» Brief
In full and without deviation, write out the entries that follow.

[Data records]
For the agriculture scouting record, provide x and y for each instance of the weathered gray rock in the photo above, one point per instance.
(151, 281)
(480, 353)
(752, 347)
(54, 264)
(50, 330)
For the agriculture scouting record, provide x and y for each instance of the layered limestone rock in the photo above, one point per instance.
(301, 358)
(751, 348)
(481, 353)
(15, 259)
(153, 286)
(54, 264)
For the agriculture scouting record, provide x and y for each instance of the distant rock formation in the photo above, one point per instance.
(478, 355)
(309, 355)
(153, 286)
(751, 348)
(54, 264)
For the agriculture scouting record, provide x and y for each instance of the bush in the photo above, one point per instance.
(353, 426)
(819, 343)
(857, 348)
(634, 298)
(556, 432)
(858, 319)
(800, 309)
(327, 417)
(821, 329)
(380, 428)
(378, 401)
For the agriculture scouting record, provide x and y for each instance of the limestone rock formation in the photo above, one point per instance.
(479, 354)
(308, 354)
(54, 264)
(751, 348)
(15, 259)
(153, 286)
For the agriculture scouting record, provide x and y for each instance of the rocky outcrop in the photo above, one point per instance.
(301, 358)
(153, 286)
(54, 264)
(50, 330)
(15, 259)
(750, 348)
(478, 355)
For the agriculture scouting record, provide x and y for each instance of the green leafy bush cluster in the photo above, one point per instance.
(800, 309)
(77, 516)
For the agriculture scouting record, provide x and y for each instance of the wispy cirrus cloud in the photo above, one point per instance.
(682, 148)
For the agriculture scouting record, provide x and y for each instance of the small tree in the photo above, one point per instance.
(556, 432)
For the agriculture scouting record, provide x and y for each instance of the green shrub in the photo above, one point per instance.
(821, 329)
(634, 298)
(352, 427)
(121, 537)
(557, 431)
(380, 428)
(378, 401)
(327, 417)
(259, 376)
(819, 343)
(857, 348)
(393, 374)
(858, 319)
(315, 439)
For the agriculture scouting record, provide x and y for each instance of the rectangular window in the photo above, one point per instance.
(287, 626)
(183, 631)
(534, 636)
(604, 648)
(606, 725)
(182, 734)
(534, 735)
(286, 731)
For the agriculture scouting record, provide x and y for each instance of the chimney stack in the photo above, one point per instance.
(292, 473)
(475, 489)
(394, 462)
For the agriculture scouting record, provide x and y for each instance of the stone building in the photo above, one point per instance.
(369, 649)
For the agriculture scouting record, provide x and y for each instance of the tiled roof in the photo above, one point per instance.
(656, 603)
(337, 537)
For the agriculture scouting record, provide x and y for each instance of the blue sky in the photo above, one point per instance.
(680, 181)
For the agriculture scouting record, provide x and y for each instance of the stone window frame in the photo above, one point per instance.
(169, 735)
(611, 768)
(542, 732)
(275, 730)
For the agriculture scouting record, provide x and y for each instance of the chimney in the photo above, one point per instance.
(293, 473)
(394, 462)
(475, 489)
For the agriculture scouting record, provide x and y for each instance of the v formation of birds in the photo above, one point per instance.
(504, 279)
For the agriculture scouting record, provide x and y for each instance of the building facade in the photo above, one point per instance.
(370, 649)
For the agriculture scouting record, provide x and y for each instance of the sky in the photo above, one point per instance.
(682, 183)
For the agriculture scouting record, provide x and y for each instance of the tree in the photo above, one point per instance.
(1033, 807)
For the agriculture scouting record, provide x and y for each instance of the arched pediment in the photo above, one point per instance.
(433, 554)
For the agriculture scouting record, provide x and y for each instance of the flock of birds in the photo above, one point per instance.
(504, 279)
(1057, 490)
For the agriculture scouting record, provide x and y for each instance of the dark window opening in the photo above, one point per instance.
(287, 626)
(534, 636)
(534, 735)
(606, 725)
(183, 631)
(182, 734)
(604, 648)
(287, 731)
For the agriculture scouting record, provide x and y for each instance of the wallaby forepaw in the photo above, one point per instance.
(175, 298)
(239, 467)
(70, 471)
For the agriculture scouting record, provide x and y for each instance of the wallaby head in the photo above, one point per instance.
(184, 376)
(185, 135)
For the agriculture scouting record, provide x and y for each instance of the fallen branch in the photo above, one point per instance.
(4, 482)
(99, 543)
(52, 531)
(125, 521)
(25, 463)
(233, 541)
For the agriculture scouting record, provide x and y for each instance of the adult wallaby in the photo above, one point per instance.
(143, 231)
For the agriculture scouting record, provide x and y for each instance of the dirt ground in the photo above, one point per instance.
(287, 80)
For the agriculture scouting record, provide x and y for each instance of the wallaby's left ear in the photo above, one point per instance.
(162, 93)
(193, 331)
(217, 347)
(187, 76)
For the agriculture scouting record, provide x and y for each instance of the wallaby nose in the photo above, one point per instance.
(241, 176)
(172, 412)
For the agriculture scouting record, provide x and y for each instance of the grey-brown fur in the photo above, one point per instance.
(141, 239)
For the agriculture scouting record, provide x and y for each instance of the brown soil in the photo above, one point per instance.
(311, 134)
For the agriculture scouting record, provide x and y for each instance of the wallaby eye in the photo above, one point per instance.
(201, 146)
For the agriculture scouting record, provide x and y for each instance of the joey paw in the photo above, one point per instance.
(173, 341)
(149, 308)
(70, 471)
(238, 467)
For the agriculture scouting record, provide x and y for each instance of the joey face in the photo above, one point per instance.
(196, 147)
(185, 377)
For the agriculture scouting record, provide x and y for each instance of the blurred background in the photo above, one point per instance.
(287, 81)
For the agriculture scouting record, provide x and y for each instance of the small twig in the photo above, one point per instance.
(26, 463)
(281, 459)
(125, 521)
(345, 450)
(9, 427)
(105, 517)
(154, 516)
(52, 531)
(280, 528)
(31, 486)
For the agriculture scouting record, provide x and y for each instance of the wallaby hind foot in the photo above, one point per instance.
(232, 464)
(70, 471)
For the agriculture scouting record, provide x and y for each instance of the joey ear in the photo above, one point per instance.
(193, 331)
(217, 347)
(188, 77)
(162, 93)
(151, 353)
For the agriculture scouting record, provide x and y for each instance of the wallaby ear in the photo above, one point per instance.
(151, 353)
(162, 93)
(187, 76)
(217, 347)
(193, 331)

» Exercise response
For the agriculture scouting record, provide x and y for each instance of the weathered gray rock in the photo above, one point per instance.
(151, 281)
(480, 353)
(752, 347)
(54, 264)
(50, 330)
For the agriculture scouting record, provide x and y for each instance of the layered limestone rock in the photo above, one point per instance.
(301, 358)
(751, 348)
(481, 353)
(15, 259)
(153, 286)
(54, 264)
For the agriculture scouting record, provide x and y for each instance of the distant rock formation in the photo above, one point per instance.
(478, 355)
(309, 355)
(153, 286)
(751, 348)
(54, 264)
For the agriculture scouting record, provide x and y for each instance of the bush in the photo above, one point per instance.
(353, 426)
(819, 343)
(857, 348)
(634, 298)
(556, 432)
(858, 319)
(800, 309)
(327, 417)
(821, 329)
(380, 428)
(378, 401)
For the agriculture scouting record, provide x and y for each instance of the limestone rock formation in the photo above, one point per instance.
(479, 354)
(308, 354)
(54, 264)
(751, 348)
(15, 259)
(153, 286)
For the agriculture scouting record, provide x and y for each instance of the rocky outcrop in the photo above, one point per instance.
(301, 358)
(153, 286)
(54, 264)
(50, 330)
(15, 259)
(750, 348)
(478, 355)
For the agriculture scouting record, provide x and y for each instance of the green leafy bush cluster in the photo above, one point per instance.
(800, 309)
(77, 516)
For the agriculture scouting record, provide x and y for each instance of the wispy cirrus cloud in the photo above, one point per instance.
(682, 148)
For the agriculture scouting record, provide x and y for each instance of the small tree in the photo above, one point per instance.
(556, 432)
For the agriculture scouting record, provide x and y for each instance of the green shrub in the photo above, one point per instance.
(821, 329)
(634, 298)
(352, 427)
(121, 537)
(557, 431)
(380, 428)
(378, 401)
(327, 417)
(259, 376)
(819, 343)
(857, 348)
(393, 374)
(858, 319)
(315, 439)
For the agriculture scouting record, provide x and y for each instance of the rectangular window in the photo above, one point per instance.
(287, 626)
(183, 631)
(534, 636)
(604, 648)
(606, 725)
(182, 734)
(534, 735)
(286, 731)
For the agriculture scouting record, provide x and y for each instance of the chimney stack in the photo above, one point per instance.
(292, 473)
(475, 489)
(394, 462)
For the agriculture scouting record, provide x and y for each instance of the stone building in the photo above, one point per instance.
(369, 649)
For the agriculture scouting record, provide x and y for each instance of the tiled roof in the photo above, one point per instance.
(656, 603)
(337, 537)
For the agriculture scouting record, provide x and y for each instance of the blue sky in the photo above, one point per instance.
(680, 181)
For the agriculture scouting record, provide x and y for each instance of the stone window frame in the photo above, one point per instance.
(169, 735)
(611, 768)
(542, 732)
(275, 730)
For the agriculture scouting record, provide x and y for each instance of the chimney in the photo above, one point per instance.
(293, 473)
(394, 462)
(475, 489)
For the agriculture scouting record, provide x and y for each instance of the v formation of birds in the photo above, one point per instance.
(504, 279)
For the agriculture scouting record, provide x and y for each instance of the building facade in the photo above, one point per instance.
(370, 649)
For the agriculture scouting record, provide x and y for each instance of the sky in the photo above, one point per instance.
(682, 183)
For the agriculture scouting record, provide x and y for each instance of the tree in the photo above, one point per instance.
(1033, 807)
For the agriculture scouting record, provide x and y for each instance of the arched pediment in the photo above, one point per instance.
(433, 554)
For the agriculture scouting record, provide x and y for each instance of the flock of birds in the photo above, one point per instance.
(504, 279)
(1057, 490)
For the agriculture scouting record, provide x and y for each instance of the dark window opening in the photo above, one point per instance.
(287, 626)
(534, 636)
(534, 735)
(606, 725)
(183, 631)
(182, 734)
(604, 648)
(287, 731)
For the agriculture scouting record, provide x and y for each instance of the wallaby forepaw in the photo above, one point per instance.
(175, 298)
(239, 467)
(70, 471)
For the agriculture scouting record, provide x and y for each instance of the wallaby head in the photo above, one point per instance.
(184, 376)
(185, 135)
For the agriculture scouting record, provide x and y for each instance of the fallen branch in the photo above, one point per instance.
(4, 482)
(99, 543)
(52, 531)
(125, 521)
(25, 463)
(233, 541)
For the agriculture scouting record, provide x and y for each instance of the adult wallaby in the photo above, one point per instance.
(143, 231)
For the agriculture scouting record, provide x and y for each instance of the dirt ground in the photo above, one point per instance.
(287, 80)
For the agriculture scouting record, provide x and y for each instance of the wallaby's left ear in the photo above, one point per instance.
(162, 93)
(193, 331)
(217, 347)
(187, 76)
For the agriculture scouting record, provide x and y for each instance of the wallaby nose in the photo above, one point per instance.
(241, 176)
(172, 412)
For the agriculture scouting record, provide x and y for each instance of the grey-brown fur in the photo above, one point per instance.
(141, 239)
For the agriculture scouting record, provide x and y for each instance of the brown soil in the photo above, one point per instance.
(311, 134)
For the agriculture scouting record, provide x and y for each instance of the wallaby eye in the photo above, one point per instance.
(201, 146)
For the agriculture scouting record, provide x and y for each instance of the joey paw in the photo above, one point per instance.
(173, 341)
(149, 308)
(70, 471)
(238, 467)
For the agriculture scouting record, provide x and y for each instance of the joey face in the photo above, one point per instance.
(196, 147)
(185, 377)
For the agriculture scouting record, provide x and y for each instance of the blurred background in the photo above, one point per instance.
(287, 81)
For the agriculture scouting record, provide x and y for each instance of the small twig in the photo above, one point per instance.
(26, 463)
(281, 459)
(125, 521)
(345, 450)
(9, 427)
(105, 517)
(154, 516)
(52, 531)
(280, 528)
(31, 486)
For the agriculture scouting record, provide x and y for each instance of the wallaby hind foot in the photo above, one point per instance.
(232, 464)
(70, 471)
For the agriculture scouting record, provide x and y for each instance of the joey ear in the photo above, one point per instance.
(193, 331)
(217, 347)
(188, 77)
(162, 93)
(151, 353)
For the agriculture scouting record, provide x and y for each instance of the wallaby ear in the photo above, one point per instance.
(151, 353)
(162, 93)
(187, 76)
(217, 347)
(193, 331)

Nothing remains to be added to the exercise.